Do this
Can you return the material below line for line, without changes and without the pictures?

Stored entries
####

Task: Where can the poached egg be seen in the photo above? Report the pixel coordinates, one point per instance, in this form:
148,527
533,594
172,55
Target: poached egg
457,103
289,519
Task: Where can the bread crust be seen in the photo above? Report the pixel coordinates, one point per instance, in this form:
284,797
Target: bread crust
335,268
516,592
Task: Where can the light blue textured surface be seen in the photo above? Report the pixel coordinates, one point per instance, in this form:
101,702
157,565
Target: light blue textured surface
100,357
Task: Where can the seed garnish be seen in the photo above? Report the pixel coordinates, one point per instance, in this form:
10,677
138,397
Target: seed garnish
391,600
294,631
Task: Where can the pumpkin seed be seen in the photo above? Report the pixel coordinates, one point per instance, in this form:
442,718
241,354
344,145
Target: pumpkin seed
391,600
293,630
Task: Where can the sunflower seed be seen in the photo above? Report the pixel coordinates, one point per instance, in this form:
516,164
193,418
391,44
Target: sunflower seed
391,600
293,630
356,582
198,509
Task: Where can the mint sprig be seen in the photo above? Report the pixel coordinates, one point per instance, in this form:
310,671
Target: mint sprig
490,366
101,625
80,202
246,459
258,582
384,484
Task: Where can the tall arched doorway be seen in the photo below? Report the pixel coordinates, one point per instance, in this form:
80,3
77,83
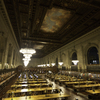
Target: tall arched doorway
92,56
57,62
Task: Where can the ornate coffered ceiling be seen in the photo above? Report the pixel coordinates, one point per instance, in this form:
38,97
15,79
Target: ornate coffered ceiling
46,25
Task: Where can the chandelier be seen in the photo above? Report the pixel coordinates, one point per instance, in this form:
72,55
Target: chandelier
53,64
27,53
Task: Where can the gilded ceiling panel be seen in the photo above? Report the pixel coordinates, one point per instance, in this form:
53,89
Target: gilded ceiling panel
54,19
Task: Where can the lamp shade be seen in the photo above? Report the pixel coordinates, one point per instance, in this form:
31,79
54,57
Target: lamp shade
60,63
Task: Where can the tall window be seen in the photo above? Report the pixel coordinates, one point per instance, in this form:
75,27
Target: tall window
92,56
13,57
74,57
9,53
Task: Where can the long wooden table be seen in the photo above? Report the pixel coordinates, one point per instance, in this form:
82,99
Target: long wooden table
78,82
30,90
26,85
39,97
86,86
30,82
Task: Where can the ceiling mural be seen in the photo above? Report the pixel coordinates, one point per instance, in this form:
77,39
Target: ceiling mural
55,19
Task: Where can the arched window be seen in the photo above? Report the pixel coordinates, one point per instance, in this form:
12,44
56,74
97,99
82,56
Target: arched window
74,57
92,56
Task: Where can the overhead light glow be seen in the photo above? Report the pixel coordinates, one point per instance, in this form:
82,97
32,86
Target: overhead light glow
60,63
27,53
48,64
75,62
53,64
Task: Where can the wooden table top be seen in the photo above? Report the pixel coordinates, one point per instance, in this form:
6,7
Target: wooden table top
23,85
29,79
29,90
30,82
39,97
84,86
79,82
97,91
64,80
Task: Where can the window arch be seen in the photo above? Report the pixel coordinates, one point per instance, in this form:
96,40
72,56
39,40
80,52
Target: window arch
92,55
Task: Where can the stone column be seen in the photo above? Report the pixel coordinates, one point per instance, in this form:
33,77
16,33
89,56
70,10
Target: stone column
99,51
5,54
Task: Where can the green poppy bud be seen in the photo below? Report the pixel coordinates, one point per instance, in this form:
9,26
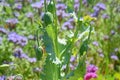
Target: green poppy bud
47,18
39,53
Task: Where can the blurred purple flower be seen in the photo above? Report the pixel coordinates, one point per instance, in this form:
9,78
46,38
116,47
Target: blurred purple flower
3,30
2,77
17,39
114,57
105,37
101,6
16,14
84,2
0,40
101,55
37,69
97,8
116,49
63,67
5,4
18,6
95,14
76,1
72,67
112,32
95,43
76,7
72,59
92,68
88,76
29,15
61,6
61,14
91,72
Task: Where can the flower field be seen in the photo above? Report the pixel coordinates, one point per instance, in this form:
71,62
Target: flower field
59,39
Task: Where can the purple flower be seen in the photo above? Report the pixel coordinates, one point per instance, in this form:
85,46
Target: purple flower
37,69
76,7
0,40
18,6
101,6
12,21
114,57
105,16
92,69
72,59
61,6
31,37
63,67
95,43
101,55
76,1
17,39
3,30
67,25
112,32
116,49
61,14
95,14
5,4
18,52
29,15
88,76
105,37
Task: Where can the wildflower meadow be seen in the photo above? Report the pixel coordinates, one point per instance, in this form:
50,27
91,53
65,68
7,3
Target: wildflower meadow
59,39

####

Task output
Task: Where can the poached egg be seen in the photo above? Report the pixel coordinates, one point per instance, in this form:
148,527
533,594
172,55
Target: poached egg
457,103
289,519
Task: Where can the bread crust be seen in the photo above? Report the pixel coordinates, one point per instance, in this form:
284,797
Target: bread crust
335,268
516,592
Task: Where can the light blue textured surface be seen in the photo above? Report the pixel coordinates, one point per instance, in this form:
101,702
157,565
Target: light blue textured surface
100,357
Task: Where can the seed garnish be seen in the photo above? Report the pixel coordinates, one point per instance, in this form:
10,677
138,397
Target: seed garnish
391,600
294,631
Task: Where can the pumpkin seed be seen in the photo above? Report the pixel coordinates, one point per instance, in this form:
442,718
241,354
344,145
Target: pumpkin seed
391,600
293,630
Task: Where can the sunflower seed be seen in the photo above? Report the pixel coordinates, one point per instance, in this form:
516,164
193,418
391,44
Target: sunflower seed
391,600
293,630
356,582
198,509
Task: Where can the mint sprig be seen in the photo above? Report the pixel coordinates, one point per instance, in this form:
310,671
Target: mint sprig
490,366
101,625
80,202
246,459
258,582
384,484
Task: Where can the tall arched doorway be seen in the photo below? Report the pixel coordinates, one point per instance, in this form:
80,3
77,83
Target: tall arched doorway
92,56
57,62
Task: Where can the ornate coffered ceiling be seen in the photo above? Report the pixel coordinates, one point per instance, in this form:
38,97
15,79
Target: ornate coffered ceiling
46,25
Task: Where can the chandelier be seen in the photo above? Report the pixel coordinates, one point per instance, in this form:
72,55
Target: chandelier
53,64
27,53
Task: Where can the gilded ceiling panel be seen in the photo above? Report the pixel coordinates, one point per instance, in this form:
53,89
Target: gilded ceiling panel
54,19
Task: Where can the lamp shade be seen in the photo above? Report the pixel coordinates, one point per instance, in this form:
31,79
54,57
Target: lamp shade
60,63
Task: Where can the tall window be seen in the photo above? Report the pixel coordinates, one point per instance, in this form:
75,27
Target: tall window
92,56
13,57
74,57
9,53
Task: Where can the long wooden table be seen in the photo above? Report the pixel coordinates, one point per instance, in this form:
82,99
Target: long wooden table
78,82
30,90
26,85
39,97
86,86
30,82
Task: Where can the ceiling mural be seen in the photo above? Report the pixel coordinates, one point per instance, in this form:
77,39
Target: ceiling mural
55,19
Task: Where can the arched window be seen in the photo above? Report the pixel coordinates, one point per instance, in this form:
12,44
56,74
97,99
82,56
Target: arched window
74,57
92,56
Task: Where can the overhead light glow be seen in the photo above? Report the pixel coordinates, one point per instance, in this form:
82,97
32,86
Target: overhead light glow
60,63
27,53
48,64
75,62
53,64
Task: Where can the wooden table top be seen in the photo above? Report the pixel coordinates, one point per instance, in this form:
6,7
Target: wooden table top
23,85
29,79
29,90
30,82
39,97
84,86
79,82
97,91
64,80
Task: Where can the window arch be seen in the photo above? Report the pixel coordinates, one point per instance, in this form:
96,40
72,56
39,40
80,52
Target: window arch
92,55
Task: Where can the stone column be seen in the photo above? Report the pixel coordinates, one point per instance, in this form:
33,77
16,33
89,56
70,10
Target: stone column
99,51
5,54
Task: Where can the green poppy bud be seen in the photo below? Report the pixel coordinates, one point per instance, in this form:
9,26
Target: green poppy bud
47,18
39,53
Task: Where can the blurred purple flower be seen in the photo above? Report the pixel coordinates, one point per instance, in this form:
9,78
46,38
116,47
Target: blurred purple flower
3,30
2,77
17,39
114,57
105,37
101,6
16,14
84,2
0,40
101,55
37,69
97,8
116,49
63,67
5,4
18,6
95,14
76,1
72,67
112,32
95,43
76,7
72,59
92,68
88,76
29,15
61,6
61,14
91,72
Task: Where can the flower field be seen in the photo above? Report the pixel coordinates, one point per instance, in this form:
71,62
Target: flower field
59,39
Task: Where can the purple flower be seen in the photo above? Report the pixel coordinates, one point per instance, in this form:
85,46
Target: purple flower
37,69
76,7
0,40
18,6
101,6
12,21
114,57
105,16
92,69
72,59
61,6
31,37
63,67
95,43
101,55
76,1
17,39
3,30
67,25
112,32
116,49
61,14
95,14
5,4
18,52
29,15
88,76
105,37
Task: Where can the wildflower meadow be seen in the photo above? Report the pixel coordinates, one point per instance, in this form:
50,27
91,53
65,68
7,3
Target: wildflower meadow
59,39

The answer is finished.